[Data extracted from a collection]
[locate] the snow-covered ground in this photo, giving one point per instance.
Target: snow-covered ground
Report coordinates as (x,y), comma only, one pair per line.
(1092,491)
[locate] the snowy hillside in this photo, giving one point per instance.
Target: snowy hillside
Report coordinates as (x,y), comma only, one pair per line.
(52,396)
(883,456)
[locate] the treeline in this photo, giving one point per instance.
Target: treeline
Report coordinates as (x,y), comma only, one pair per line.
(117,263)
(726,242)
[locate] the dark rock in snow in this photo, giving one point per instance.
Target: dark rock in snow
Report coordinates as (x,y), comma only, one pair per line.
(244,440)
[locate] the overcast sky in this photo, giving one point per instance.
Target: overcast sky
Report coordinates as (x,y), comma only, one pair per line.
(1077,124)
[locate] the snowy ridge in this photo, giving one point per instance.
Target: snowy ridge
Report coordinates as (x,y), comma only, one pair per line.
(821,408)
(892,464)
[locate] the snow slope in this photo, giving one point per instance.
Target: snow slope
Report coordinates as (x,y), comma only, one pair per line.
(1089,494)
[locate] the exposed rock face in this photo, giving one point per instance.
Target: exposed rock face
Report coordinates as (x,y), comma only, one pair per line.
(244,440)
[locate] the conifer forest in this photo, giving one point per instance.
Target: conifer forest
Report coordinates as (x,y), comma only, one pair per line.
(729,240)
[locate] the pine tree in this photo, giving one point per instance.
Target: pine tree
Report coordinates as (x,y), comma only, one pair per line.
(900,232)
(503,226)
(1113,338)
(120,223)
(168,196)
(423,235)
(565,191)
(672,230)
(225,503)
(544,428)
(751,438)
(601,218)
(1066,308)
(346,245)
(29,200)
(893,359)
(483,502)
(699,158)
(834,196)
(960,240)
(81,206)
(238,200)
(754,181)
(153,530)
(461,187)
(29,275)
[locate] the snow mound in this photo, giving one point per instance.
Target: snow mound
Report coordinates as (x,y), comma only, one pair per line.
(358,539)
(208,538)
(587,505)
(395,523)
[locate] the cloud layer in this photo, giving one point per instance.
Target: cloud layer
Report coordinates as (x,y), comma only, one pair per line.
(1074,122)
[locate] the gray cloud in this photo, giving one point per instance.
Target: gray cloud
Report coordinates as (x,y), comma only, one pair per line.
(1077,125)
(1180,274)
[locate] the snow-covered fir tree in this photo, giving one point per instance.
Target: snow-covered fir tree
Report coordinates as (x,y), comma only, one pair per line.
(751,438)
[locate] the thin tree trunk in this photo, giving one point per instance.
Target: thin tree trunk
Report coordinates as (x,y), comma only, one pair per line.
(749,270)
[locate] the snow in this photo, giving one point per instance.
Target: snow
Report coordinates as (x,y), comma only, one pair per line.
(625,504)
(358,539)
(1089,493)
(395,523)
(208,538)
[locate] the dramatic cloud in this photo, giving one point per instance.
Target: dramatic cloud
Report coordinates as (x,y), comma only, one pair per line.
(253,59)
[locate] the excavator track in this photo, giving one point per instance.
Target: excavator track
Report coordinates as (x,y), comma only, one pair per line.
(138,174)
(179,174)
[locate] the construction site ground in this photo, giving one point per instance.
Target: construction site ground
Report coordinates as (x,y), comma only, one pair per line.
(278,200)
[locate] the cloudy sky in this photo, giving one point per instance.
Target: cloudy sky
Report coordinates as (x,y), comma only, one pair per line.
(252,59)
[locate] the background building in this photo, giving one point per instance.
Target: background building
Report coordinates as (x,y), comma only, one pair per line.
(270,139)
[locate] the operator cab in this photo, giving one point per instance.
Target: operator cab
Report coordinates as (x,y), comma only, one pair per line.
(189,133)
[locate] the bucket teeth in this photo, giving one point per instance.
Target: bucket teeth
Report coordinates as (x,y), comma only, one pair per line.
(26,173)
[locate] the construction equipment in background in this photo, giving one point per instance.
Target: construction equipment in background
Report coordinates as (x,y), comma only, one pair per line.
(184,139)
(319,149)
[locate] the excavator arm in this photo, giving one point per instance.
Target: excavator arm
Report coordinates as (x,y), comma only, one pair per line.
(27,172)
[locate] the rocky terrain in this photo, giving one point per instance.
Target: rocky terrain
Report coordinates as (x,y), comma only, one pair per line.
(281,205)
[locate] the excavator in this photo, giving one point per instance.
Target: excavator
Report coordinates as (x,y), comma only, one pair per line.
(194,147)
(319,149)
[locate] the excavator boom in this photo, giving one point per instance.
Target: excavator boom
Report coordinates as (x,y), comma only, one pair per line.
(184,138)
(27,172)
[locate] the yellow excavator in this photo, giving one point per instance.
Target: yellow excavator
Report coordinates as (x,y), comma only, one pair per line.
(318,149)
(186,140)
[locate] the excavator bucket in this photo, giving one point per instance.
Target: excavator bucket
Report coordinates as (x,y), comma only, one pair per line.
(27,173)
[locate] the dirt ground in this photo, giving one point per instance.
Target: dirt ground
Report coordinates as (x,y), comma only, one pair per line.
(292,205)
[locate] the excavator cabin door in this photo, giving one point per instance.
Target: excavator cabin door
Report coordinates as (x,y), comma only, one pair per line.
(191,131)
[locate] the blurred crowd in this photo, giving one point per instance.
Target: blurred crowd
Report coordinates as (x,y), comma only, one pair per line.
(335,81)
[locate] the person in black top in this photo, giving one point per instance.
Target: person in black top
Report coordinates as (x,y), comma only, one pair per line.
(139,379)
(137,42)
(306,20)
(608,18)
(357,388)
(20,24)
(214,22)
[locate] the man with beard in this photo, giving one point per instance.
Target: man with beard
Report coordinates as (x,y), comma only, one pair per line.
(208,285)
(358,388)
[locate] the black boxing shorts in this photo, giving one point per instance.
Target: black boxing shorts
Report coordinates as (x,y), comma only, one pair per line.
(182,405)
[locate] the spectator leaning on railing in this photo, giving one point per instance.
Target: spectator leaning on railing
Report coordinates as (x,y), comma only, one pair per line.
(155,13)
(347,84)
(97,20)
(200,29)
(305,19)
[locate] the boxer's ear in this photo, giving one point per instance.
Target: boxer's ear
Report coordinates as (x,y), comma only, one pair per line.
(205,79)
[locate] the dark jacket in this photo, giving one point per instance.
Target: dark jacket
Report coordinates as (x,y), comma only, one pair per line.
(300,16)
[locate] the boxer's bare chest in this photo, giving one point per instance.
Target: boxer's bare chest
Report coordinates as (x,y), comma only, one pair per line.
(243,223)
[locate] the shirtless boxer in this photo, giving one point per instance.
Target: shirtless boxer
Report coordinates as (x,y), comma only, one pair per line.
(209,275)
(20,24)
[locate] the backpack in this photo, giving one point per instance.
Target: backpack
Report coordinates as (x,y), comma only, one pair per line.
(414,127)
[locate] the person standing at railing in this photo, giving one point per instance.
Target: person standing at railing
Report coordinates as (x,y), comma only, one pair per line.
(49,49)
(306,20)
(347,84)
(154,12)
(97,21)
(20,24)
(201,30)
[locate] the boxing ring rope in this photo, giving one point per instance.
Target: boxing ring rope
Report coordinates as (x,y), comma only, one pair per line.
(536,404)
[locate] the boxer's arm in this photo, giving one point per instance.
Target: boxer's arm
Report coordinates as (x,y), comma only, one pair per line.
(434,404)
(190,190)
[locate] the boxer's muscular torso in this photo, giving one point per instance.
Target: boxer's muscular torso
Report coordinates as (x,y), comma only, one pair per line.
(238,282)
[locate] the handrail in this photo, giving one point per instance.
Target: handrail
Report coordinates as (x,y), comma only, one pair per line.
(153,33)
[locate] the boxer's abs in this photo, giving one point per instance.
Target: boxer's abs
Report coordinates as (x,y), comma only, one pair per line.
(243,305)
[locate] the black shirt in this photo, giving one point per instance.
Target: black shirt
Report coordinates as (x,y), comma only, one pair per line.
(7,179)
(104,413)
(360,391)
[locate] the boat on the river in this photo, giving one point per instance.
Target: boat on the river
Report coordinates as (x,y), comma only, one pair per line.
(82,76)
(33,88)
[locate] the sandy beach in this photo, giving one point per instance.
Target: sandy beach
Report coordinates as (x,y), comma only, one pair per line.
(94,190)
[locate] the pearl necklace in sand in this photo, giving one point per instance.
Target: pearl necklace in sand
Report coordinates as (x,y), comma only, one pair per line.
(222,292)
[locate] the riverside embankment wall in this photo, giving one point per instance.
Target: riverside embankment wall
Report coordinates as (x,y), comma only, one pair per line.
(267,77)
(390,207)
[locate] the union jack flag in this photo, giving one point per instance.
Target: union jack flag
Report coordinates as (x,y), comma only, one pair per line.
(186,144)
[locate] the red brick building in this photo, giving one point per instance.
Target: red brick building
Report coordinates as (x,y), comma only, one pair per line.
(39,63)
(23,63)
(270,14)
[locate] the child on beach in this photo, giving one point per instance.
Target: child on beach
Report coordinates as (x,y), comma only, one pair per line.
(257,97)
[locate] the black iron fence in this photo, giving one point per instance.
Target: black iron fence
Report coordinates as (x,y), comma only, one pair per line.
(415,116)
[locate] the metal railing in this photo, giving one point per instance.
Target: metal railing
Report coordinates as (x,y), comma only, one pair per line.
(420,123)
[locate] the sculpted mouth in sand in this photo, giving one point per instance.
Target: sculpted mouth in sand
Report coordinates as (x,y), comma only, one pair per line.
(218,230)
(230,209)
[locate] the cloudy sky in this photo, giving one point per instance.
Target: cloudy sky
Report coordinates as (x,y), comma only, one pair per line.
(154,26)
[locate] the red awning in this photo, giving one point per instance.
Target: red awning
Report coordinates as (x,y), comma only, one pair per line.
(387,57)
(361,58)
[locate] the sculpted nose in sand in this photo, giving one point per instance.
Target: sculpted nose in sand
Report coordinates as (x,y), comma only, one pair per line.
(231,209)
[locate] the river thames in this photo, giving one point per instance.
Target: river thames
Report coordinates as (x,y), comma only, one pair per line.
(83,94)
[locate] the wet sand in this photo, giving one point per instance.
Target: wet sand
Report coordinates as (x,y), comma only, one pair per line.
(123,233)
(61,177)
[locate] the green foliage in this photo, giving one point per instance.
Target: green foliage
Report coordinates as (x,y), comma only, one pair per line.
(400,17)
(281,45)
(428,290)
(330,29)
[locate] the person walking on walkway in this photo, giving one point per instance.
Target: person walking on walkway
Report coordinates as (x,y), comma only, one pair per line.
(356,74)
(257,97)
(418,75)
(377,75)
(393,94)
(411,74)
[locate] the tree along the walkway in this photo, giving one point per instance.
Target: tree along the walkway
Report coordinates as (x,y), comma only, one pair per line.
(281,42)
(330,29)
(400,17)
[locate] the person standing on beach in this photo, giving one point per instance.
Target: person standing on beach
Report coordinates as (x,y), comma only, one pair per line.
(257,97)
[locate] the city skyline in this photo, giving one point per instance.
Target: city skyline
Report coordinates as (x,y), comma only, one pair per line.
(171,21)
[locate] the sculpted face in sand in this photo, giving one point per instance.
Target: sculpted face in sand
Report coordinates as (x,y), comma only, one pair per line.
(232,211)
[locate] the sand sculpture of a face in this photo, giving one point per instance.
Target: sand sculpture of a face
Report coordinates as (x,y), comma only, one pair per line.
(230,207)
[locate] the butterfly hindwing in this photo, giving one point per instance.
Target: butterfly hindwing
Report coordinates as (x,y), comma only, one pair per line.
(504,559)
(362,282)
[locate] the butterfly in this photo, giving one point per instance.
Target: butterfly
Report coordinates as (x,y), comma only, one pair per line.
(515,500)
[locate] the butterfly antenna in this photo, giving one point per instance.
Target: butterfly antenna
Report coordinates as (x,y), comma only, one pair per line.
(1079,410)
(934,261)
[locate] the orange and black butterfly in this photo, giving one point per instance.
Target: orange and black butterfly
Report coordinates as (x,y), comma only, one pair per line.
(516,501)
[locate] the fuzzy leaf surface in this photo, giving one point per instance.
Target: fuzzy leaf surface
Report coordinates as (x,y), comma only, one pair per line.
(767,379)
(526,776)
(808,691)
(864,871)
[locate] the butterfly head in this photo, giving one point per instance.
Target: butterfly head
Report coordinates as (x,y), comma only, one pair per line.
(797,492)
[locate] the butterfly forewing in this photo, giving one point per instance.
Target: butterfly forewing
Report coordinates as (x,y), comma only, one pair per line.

WORK TO BE COMPLETED:
Only the lines from the one containing "[locate] the orange" to the end of the records should be repeated, exactly as they appear.

SOLUTION TO THE EXERCISE:
[locate] the orange and black butterfly in this photo, giving one point per instance.
Target: orange and black butterfly
Report coordinates as (x,y), comma only, one pair per line.
(516,501)
[locate] the fuzzy leaf surface in this photo, giving one point per instance.
Target: fuzzy leaf surface
Report coordinates as (x,y), comma only, one pair per line.
(767,379)
(526,776)
(808,691)
(864,871)
[locate] the butterfly head in this photo, giving one point per instance.
Target: butterfly head
Report coordinates as (x,y), comma only, one pair per line.
(797,492)
[locate] the butterfly forewing in this photo, giving one point per instance.
Target: butterfly forewing
Report coordinates as (x,y), comma only, one pair per line.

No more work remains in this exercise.